Work to complete:
What is the number of lines in the entries below that include the word "form"? Provide the number only.
[[ Supplied records, beginning ]]
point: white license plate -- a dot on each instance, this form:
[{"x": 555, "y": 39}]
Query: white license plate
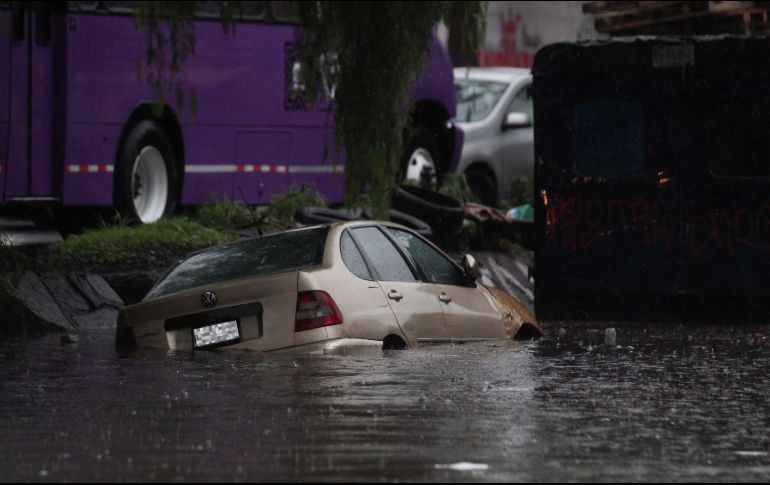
[{"x": 216, "y": 334}]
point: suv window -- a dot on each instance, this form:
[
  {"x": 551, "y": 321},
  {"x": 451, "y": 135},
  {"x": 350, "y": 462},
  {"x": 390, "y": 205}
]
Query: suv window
[
  {"x": 476, "y": 99},
  {"x": 352, "y": 258},
  {"x": 383, "y": 255},
  {"x": 265, "y": 255},
  {"x": 435, "y": 267}
]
[[ Supplied records, end ]]
Solution to this task:
2